• Exercise directions
Write the material out again exactly.

• Rows
--- START ---

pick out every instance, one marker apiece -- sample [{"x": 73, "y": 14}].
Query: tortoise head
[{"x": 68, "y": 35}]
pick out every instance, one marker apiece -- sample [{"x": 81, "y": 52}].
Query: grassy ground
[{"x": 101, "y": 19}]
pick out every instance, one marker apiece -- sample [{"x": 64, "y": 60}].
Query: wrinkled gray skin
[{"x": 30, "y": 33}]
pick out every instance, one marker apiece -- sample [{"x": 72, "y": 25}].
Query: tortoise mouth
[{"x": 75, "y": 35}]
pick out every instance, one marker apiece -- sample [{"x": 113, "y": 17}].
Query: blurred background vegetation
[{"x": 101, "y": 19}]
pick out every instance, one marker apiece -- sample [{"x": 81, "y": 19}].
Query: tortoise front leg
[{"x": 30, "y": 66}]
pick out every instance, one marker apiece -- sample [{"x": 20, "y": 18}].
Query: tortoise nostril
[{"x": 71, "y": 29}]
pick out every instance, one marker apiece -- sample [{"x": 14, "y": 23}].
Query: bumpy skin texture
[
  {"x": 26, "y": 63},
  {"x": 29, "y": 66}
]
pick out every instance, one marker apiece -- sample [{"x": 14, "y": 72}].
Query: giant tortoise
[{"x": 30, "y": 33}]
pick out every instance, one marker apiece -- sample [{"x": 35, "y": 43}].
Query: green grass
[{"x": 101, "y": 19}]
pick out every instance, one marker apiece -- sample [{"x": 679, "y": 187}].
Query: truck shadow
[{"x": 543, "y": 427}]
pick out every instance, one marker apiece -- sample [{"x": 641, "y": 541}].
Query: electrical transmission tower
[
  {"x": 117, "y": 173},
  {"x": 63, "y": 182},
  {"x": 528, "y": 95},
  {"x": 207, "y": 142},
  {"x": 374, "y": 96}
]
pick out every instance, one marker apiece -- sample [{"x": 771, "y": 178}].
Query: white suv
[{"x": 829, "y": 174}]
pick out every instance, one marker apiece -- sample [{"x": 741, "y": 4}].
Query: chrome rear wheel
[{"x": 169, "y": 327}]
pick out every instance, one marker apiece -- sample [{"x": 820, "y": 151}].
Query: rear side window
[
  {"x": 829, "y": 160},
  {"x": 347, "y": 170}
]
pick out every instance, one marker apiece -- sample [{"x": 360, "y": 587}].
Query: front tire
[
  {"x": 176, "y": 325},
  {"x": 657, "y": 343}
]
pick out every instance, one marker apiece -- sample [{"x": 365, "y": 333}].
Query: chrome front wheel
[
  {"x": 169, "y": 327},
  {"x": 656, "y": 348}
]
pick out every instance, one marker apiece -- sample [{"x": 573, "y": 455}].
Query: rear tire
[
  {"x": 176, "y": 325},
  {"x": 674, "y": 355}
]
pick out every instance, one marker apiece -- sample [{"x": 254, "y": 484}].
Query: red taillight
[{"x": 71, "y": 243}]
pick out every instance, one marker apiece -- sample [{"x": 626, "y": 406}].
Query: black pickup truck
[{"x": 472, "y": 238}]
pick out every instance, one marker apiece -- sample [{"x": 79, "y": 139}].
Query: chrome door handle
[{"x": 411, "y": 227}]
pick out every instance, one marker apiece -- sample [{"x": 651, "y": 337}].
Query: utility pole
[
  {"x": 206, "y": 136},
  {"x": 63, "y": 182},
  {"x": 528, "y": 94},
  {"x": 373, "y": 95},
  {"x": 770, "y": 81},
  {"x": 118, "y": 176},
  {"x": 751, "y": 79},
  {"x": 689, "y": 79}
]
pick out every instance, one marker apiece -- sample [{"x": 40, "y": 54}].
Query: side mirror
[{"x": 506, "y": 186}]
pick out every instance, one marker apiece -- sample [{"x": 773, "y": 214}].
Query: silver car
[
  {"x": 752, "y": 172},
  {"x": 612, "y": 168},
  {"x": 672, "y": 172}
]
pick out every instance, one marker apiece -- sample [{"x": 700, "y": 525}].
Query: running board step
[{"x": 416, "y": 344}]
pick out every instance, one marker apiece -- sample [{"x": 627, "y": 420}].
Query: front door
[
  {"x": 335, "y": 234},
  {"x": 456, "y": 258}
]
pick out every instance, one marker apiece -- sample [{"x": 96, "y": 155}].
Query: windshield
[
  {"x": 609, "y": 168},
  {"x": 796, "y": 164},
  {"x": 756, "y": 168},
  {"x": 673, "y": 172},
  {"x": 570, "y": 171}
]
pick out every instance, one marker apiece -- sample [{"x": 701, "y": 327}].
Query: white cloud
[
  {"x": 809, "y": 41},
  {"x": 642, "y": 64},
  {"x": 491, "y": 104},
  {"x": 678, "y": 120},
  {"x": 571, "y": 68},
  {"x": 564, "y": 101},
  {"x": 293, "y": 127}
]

--- END ---

• Right answer
pick out every instance, one marker apiece -- sample [{"x": 73, "y": 14}].
Query: tortoise head
[{"x": 68, "y": 35}]
pick out every instance, one marker apiece -- sample [{"x": 81, "y": 52}].
Query: grassy ground
[{"x": 101, "y": 19}]
pick out every instance, one marker apiece -- sample [{"x": 64, "y": 60}].
Query: wrinkled gray skin
[{"x": 30, "y": 33}]
pick out every instance, one marker apiece -- sample [{"x": 72, "y": 25}].
Query: tortoise mouth
[{"x": 75, "y": 35}]
pick out every instance, one marker apiece -- sample [{"x": 113, "y": 17}].
Query: blurred background vegetation
[{"x": 101, "y": 19}]
pick out every instance, one marker apiece -- sample [{"x": 81, "y": 19}].
Query: tortoise front leg
[{"x": 30, "y": 66}]
pick out every instance, one marker apiece -- sample [{"x": 20, "y": 18}].
Query: tortoise nostril
[{"x": 71, "y": 29}]
pick out every instance, one marker apiece -- sample [{"x": 14, "y": 23}].
Query: bumpy skin texture
[
  {"x": 26, "y": 63},
  {"x": 29, "y": 66}
]
pick out every instance, one marker apiece -- sample [{"x": 14, "y": 72}].
Query: giant tortoise
[{"x": 30, "y": 33}]
pick out every instance, one marker apiece -- sample [{"x": 35, "y": 43}].
Query: green grass
[{"x": 101, "y": 19}]
pick out every instance, one marker apiece -- sample [{"x": 679, "y": 187}].
Query: truck shadow
[{"x": 543, "y": 427}]
pick out every instance, one marker apiece -- sample [{"x": 641, "y": 541}].
Query: electrical transmission tower
[
  {"x": 117, "y": 173},
  {"x": 63, "y": 182},
  {"x": 528, "y": 95},
  {"x": 207, "y": 142},
  {"x": 374, "y": 96}
]
pick out every instance, one marker apiece -- sample [{"x": 771, "y": 178}].
Query: white suv
[{"x": 829, "y": 174}]
pick out every instance, one marker apiece -- sample [{"x": 741, "y": 4}].
Query: chrome rear wheel
[{"x": 169, "y": 327}]
pick out every instance, one marker apiece -- sample [{"x": 820, "y": 151}].
Query: rear side window
[
  {"x": 829, "y": 160},
  {"x": 347, "y": 170}
]
pick out every instance, one marker apiece -- sample [{"x": 360, "y": 587}].
Query: front tire
[
  {"x": 176, "y": 325},
  {"x": 657, "y": 343}
]
pick out every instance, one marker apiece -- sample [{"x": 365, "y": 333}].
Query: chrome front wheel
[
  {"x": 169, "y": 327},
  {"x": 656, "y": 348}
]
pick out every instance, one marker apiece -- sample [{"x": 573, "y": 455}].
Query: rear tire
[
  {"x": 176, "y": 325},
  {"x": 674, "y": 355}
]
pick out every instance, one marker apiece -- sample [{"x": 254, "y": 484}].
Query: red taillight
[{"x": 71, "y": 243}]
pick out every instance, one marker apiece -- sample [{"x": 626, "y": 406}].
Query: black pickup truck
[{"x": 472, "y": 238}]
pick out every instance, one marker apiece -- sample [{"x": 79, "y": 139}].
Query: chrome door handle
[{"x": 411, "y": 227}]
pick out every instance, one marker apiece -- sample [{"x": 651, "y": 337}].
Query: utility pole
[
  {"x": 206, "y": 136},
  {"x": 63, "y": 182},
  {"x": 528, "y": 94},
  {"x": 373, "y": 95},
  {"x": 770, "y": 81},
  {"x": 118, "y": 176},
  {"x": 751, "y": 79},
  {"x": 689, "y": 79}
]
pick out every instance, one marker apiece -- sample [{"x": 40, "y": 54}].
Query: side mirror
[{"x": 506, "y": 186}]
pick out every instance, one marker apiece -- sample [{"x": 773, "y": 214}].
Query: silver car
[
  {"x": 752, "y": 172},
  {"x": 612, "y": 168},
  {"x": 672, "y": 172}
]
pick out every instance, one marker apiece -- sample [{"x": 700, "y": 525}].
Query: running board step
[{"x": 416, "y": 344}]
pick out every instance, one marker apiece -- sample [{"x": 627, "y": 420}].
Query: front door
[
  {"x": 335, "y": 234},
  {"x": 456, "y": 258}
]
pick out every instance, one marker apiece -- sample [{"x": 96, "y": 155}].
Query: windshield
[
  {"x": 609, "y": 168},
  {"x": 796, "y": 164},
  {"x": 756, "y": 168},
  {"x": 673, "y": 172},
  {"x": 570, "y": 171}
]
pick out every instance, one marker apiece -- sample [{"x": 701, "y": 327}].
Query: white cloud
[
  {"x": 809, "y": 41},
  {"x": 642, "y": 64},
  {"x": 491, "y": 104},
  {"x": 678, "y": 120},
  {"x": 571, "y": 68},
  {"x": 564, "y": 101},
  {"x": 293, "y": 127}
]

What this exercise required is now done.